REQUIRED TASK A: Please extract the stretch of the String#encode issue thread from "I believe the" through "the various targets.".
REQUIRED TASK B: Carry on the String#encode issue thread from its final comment.

SOURCE PASSAGE:
↓
String#encode fails with :invalid => :replace option #375

Closed
dudleyf opened this Issue Nov 6, 2012 · 8 comments

Projects

None yet

7 participants

@dudleyf
dudleyf commented Nov 6, 2012

Under MRI (1.9.3-p286):

dudley@kima ~ :> ruby -e 'puts "foo".encode("UTF-16", :invalid => :replace)'
??foo

Under JRuby (1.7.0):

dudley@kima ~ :> ruby -e '"foo".encode("UTF-16", :invalid => :replace)'     
CharsetEncoder.java:285:in `replaceWith': java.lang.IllegalArgumentException: Illegal replacement
    from CharsetTranscoder.java:201:in `getCharsetEncoder'
    from CharsetTranscoder.java:69:in `transcode'
    from CharsetTranscoder.java:58:in `transcode'
    from CharsetTranscoder.java:97:in `transcode'
    from RubyString.java:7559:in `transcode'
    from RubyString.java:7525:in `encode'
    from RubyString$INVOKER$i$encode.gen:-1:in `call'
    from MethodHandle.java:599:in `invokeWithArguments'
    from InvocationLinker.java:183:in `invocationFallback'
    from -e:1:in `__file__'
    from -e:-1:in `load'
    from Ruby.java:770:in `runScript'
    from Ruby.java:763:in `runScript'
    from Ruby.java:640:in `runNormally'
    from Ruby.java:489:in `runFromMain'
    from Main.java:375:in `doRunFromMain'
    from Main.java:264:in `internalRun'
    from Main.java:230:in `run'
    from Main.java:214:in `run'
    from Main.java:194:in `main'

According to the docs (http://www.ruby-doc.org/core-1.9.3/String.html#method-i-encode), the replacement string should default to "\uFFFD" for Unicode encoding forms, and "?" otherwise.

@headius
Member
headius commented Nov 8, 2012

I believe the problem is simply that we're not using the right replacement bytes for some encodings in the following two methods. We need appropriate default replacement logic for the various targets.
↑
[Coordinate labeling data]
↓
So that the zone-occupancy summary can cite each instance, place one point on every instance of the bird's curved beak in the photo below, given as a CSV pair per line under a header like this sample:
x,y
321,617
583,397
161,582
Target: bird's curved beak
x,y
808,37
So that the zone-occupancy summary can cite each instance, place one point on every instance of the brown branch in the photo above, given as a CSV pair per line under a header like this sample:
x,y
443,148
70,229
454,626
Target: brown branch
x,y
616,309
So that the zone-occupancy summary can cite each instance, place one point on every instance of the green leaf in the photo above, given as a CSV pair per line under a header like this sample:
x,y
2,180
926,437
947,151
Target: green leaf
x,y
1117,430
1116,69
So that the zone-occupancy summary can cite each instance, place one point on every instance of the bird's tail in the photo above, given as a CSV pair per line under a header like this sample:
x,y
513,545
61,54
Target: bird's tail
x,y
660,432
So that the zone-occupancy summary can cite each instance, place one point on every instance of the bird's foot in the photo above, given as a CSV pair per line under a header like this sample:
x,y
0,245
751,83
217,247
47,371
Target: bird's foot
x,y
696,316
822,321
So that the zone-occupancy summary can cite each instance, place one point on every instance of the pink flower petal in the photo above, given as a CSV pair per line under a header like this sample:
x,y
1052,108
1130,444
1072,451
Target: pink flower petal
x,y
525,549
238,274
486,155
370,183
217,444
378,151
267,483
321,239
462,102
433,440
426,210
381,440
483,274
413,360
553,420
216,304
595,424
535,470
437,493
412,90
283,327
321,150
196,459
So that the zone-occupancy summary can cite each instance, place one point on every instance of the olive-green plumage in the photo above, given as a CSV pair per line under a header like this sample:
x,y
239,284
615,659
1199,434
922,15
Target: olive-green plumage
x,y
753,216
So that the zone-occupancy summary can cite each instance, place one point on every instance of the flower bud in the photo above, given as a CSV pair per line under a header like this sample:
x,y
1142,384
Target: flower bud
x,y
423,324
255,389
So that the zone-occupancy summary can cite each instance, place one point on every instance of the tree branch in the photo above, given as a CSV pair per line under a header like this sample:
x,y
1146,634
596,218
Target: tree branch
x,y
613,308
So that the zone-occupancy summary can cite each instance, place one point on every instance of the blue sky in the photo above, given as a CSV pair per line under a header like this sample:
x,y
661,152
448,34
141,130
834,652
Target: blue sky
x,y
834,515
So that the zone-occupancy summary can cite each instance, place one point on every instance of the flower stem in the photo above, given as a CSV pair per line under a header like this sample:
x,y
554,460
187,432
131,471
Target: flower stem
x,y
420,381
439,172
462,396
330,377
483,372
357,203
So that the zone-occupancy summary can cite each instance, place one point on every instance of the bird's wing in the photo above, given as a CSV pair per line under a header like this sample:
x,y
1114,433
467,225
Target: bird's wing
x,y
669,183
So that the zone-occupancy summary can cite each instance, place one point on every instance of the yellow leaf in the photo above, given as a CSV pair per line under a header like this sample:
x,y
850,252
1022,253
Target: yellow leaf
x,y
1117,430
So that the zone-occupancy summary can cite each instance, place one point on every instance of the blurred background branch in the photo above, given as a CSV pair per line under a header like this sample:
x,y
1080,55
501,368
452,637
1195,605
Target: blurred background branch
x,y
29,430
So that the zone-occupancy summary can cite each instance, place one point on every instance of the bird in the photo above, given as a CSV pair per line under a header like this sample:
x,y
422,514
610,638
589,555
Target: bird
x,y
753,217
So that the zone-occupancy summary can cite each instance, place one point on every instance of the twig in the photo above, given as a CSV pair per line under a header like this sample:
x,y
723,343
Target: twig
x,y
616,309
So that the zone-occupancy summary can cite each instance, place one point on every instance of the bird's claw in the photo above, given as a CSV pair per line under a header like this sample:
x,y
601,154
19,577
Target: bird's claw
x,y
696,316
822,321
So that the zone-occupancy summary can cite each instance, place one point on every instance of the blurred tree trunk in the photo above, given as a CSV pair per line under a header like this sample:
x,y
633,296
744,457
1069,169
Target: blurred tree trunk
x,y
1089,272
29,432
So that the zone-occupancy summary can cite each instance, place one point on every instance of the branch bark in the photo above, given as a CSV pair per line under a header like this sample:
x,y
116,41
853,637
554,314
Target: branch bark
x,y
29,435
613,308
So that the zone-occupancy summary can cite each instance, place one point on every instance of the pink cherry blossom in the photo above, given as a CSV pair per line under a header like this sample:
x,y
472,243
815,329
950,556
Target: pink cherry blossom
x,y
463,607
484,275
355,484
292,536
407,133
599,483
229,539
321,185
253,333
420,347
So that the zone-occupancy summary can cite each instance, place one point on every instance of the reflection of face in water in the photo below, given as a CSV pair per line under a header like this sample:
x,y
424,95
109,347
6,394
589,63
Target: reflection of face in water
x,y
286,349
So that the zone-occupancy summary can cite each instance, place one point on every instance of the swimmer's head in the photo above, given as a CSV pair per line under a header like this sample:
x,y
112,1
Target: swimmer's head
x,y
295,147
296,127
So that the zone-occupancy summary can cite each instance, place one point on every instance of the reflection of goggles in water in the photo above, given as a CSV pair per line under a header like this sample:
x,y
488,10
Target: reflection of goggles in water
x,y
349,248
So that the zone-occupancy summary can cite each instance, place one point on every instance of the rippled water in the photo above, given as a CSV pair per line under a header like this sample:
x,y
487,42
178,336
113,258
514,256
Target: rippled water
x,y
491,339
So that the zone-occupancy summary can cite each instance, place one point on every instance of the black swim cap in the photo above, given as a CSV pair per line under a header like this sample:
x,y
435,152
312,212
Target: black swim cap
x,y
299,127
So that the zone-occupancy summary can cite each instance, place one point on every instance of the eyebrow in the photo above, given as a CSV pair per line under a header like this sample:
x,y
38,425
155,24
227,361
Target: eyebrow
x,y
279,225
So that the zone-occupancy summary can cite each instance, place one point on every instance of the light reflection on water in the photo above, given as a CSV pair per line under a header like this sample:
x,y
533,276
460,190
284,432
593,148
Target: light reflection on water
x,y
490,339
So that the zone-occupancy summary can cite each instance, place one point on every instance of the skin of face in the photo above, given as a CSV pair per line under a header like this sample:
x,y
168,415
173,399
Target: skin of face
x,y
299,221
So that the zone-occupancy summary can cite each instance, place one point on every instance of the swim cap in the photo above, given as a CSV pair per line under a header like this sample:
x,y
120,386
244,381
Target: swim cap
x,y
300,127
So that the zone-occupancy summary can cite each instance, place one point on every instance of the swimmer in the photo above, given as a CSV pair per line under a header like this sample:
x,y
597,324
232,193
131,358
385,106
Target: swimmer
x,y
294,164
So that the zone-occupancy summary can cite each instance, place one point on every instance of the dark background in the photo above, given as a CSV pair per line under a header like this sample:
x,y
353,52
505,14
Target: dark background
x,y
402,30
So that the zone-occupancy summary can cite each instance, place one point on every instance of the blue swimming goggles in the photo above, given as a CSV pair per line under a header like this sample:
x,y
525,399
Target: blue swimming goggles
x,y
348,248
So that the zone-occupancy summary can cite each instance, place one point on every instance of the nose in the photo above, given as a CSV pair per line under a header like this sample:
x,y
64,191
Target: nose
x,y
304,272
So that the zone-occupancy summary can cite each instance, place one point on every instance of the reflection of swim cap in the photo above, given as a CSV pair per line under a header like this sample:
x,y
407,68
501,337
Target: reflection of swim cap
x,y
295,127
↑
REPLY A:
I believe the problem is simply that we're not using the right replacement bytes for some encodings in the following two methods. We need appropriate default replacement logic for the various targets.

REPLY B:
In CharsetTranscoder:

    private CharsetDecoder getCharsetDecoder(Charset charset) {
        CharsetDecoder decoder = charset.newDecoder();

        decoder.onUnmappableCharacter(actions.onUnmappableCharacter);
        decoder.onMalformedInput(actions.onMalformedInput);

        if (actions.replaceWith != null) decoder.replaceWith(actions.replaceWith.toString());

        return decoder;
    }

    private CharsetEncoder getCharsetEncoder(Charset charset) {
        CharsetEncoder encoder = charset.newEncoder();

        encoder.onUnmappableCharacter(actions.onUnmappableCharacter);
        encoder.onMalformedInput(actions.onMalformedInput);
        if (actions.replaceWith != null) {
            encoder.replaceWith(actions.replaceWith.getBytes());
        }

        return encoder;
    } 
@toreriklinnerud

I can't be terribly helpful, but whilst testing a lightweight email processing app we currently have in production, this was the biggest issue we hit so far and is currently stopping us from moving forward with a switch from MRI, unless we develop a workaround.

@BanzaiMan
Member
@BanzaiMan
Member

I looked at this issue in a little more detail.

  1. CharsetTranscoder$CodingErrorActions will need to be made encoding aware. This is tedious, but doable.
  2. Our encoding library (jcodings) will need to be made aware of the "UTF-16" encoding, which is a bit dubious. In Java, it is expected that the string contains byte order marker; I'm not sure if MRI has that expectation. At any rate, since jcodings does not know about "UTF-16" encoding, by the time execution gets to CharsetTranscoder, we are treating it like it is ASCII. This loss of information is obviously problematic here, though there might be a good reason against having it.
@pmahoney
Contributor

Just a vote for this issue. exception_notification uses this pattern.

@toreriklinnerud

Does anyone have a suggested workaround? Our app accepts text (email) with any encoding (specified in the email) . Occasionally emails are not in the encoding they say they are, and or they have invalid characters. We need to a way to convert the incoming content to something that is guaranteed valid UTF-8, even if it involves data loss.

@dekellum
Contributor
dekellum commented Jul 5, 2013

@BanzaiMan pointed me at this issue from #856, which I believe is a distinct enough problem, though is clearly related.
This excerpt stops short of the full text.